* [Ausgangstext]:
-.-.-

Entwicklungsminister Müller (CSU) warnt vor verheerenden Auswirkungen von Dürre und Überschwemmungen

Berlin. Die Bundesregierung prophezeit ein düsteres Flüchtlingsszenario, wenn es in der Klimapolitik nicht gelinge, die Erderwärmung zu begrenzen. „Wir müssen mit 200 Millionen Klimaflüchtlingen rechnen“, sagte Entwicklungsminister Gerd Müller (CSU) dieser Zeitung und verwies auf entsprechende Warnungen von Klimaforschern. Demnach droht in Afrika eine massive Ausbreitung von Dürrezonen, zudem könnten Hitzeperioden ungeahnten Ausmaßes entstehen. Bereits heute ist Europa kaum in der Lage, den Ansturm von Kriegs- und Armutsflüchtlingen zu bewältigen.

Aus diesen Gründen sieht Müller Deutschland in der Pflicht, mit Wissen und Know-how die Schwellen- und Entwicklungsländer zu unterstützen. Moderne Klima- und Umwelttechnik dürften auch in diesen Ländern kein Luxus sein, sondern müssten zum Alltag gehören. „Sonst gibt es wie in Peking nur noch wenige Tage, an denen die Menschen durch den Smog die Sonne sehen, sonst fangen die Fischer keine Fische mehr, sonst bringen die Bauern keine Ernte mehr ein, weil Wetterextreme wie Dürren und Überschwemmungen alles zunichtemachen“, sagte Müller.

-.-.-

* [Vorliegende Einträge]:

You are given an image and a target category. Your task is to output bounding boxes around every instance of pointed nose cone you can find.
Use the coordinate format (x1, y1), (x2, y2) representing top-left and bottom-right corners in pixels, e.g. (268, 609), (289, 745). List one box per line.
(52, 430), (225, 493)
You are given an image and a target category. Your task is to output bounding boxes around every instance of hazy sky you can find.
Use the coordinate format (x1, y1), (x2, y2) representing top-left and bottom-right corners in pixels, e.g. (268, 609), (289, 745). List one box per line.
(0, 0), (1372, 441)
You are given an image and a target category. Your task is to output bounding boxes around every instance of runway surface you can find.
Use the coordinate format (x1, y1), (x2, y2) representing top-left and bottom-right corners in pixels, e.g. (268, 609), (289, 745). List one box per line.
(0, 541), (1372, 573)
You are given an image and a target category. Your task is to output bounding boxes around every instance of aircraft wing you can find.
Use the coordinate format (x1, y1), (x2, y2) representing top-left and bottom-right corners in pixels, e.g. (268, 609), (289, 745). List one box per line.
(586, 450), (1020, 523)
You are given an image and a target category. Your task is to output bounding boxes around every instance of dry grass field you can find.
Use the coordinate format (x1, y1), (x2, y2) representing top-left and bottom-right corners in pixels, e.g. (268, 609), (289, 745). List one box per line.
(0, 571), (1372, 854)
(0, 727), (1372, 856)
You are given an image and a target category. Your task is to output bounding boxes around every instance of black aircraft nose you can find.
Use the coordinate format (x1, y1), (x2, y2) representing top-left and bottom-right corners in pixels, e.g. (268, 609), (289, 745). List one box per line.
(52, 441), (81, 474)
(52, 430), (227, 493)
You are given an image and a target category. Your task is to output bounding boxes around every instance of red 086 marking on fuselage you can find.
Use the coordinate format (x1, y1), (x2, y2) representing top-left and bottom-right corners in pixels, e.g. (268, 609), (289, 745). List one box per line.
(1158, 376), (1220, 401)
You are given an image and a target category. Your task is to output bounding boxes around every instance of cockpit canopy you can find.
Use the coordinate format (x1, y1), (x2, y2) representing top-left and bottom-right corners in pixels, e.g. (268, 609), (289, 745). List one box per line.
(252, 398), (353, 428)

-.-.-

* [Folgendes bearbeiten]:
#1 Entnimm dem Ausgangstext wörtlich den Abschnitt, der mit den Worten „Entwicklungsminister Müller (CSU)“ beginnt und mit „Armutsflüchtlingen zu bewältigen.“ endet.
#2 Mit wie vielen Klimaflüchtlingen muss laut Ausgangstext gerechnet werden?

* [Gelöste Aufgaben]:
#1
Entwicklungsminister Müller (CSU) warnt vor verheerenden Auswirkungen von Dürre und Überschwemmungen

Berlin. Die Bundesregierung prophezeit ein düsteres Flüchtlingsszenario, wenn es in der Klimapolitik nicht gelinge, die Erderwärmung zu begrenzen. „Wir müssen mit 200 Millionen Klimaflüchtlingen rechnen“, sagte Entwicklungsminister Gerd Müller (CSU) dieser Zeitung und verwies auf entsprechende Warnungen von Klimaforschern. Demnach droht in Afrika eine massive Ausbreitung von Dürrezonen, zudem könnten Hitzeperioden ungeahnten Ausmaßes entstehen. Bereits heute ist Europa kaum in der Lage, den Ansturm von Kriegs- und Armutsflüchtlingen zu bewältigen.

#2 Mit 200 Millionen Klimaflüchtlingen.